* [Data section]:
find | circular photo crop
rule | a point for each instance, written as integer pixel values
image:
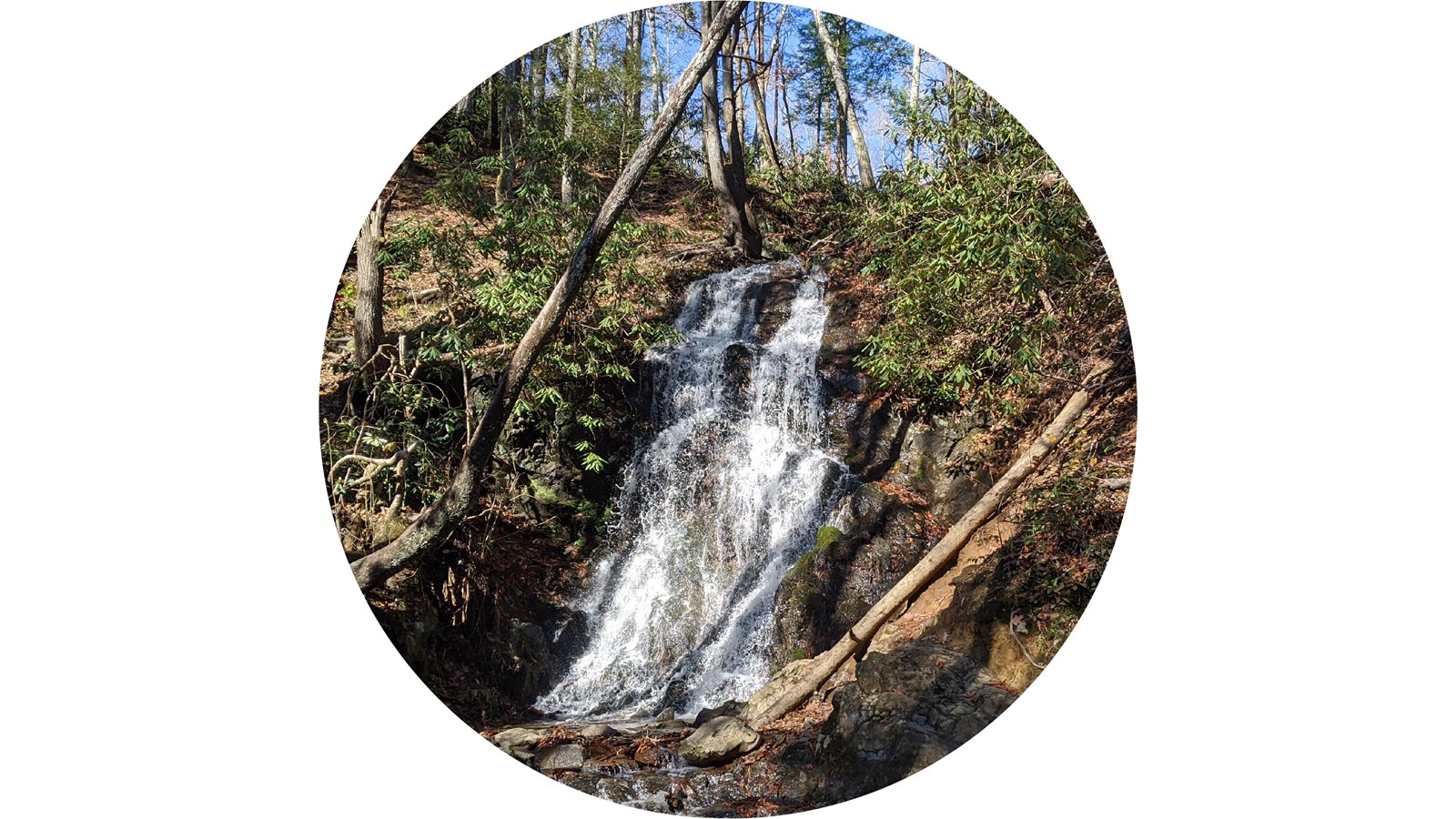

---

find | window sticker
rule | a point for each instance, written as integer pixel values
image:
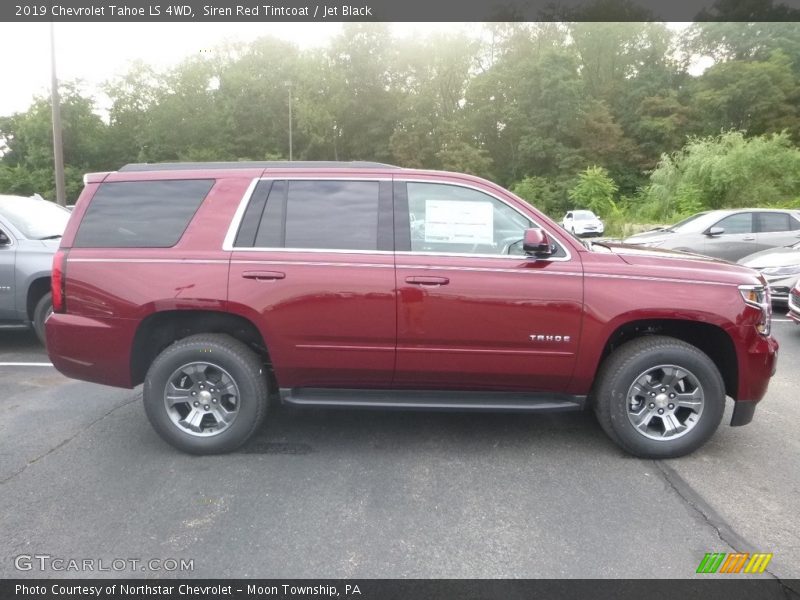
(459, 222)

...

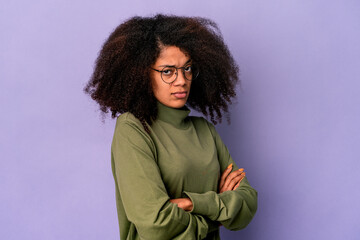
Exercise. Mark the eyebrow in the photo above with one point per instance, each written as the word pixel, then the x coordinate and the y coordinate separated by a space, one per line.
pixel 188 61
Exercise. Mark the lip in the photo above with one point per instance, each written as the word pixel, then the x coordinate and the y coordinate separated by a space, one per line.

* [Work instruction]:
All lines that include the word "find" must be copied from the material above.

* [Finished task]:
find | circular photo crop
find | window sticker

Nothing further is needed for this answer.